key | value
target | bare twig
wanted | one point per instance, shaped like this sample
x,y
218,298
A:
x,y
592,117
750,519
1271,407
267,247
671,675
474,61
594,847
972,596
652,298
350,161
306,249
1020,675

- [TASK TO COMPLETE] Please rename "bare twig" to "dry branch" throughout the records and leave every other line unchanged.

- [EXERCISE RESPONSE]
key | value
target | dry branch
wanted | one point per instance, shaped like this sample
x,y
218,298
A:
x,y
592,117
750,519
1271,407
267,247
671,675
474,61
594,847
972,596
652,298
350,161
306,249
1020,675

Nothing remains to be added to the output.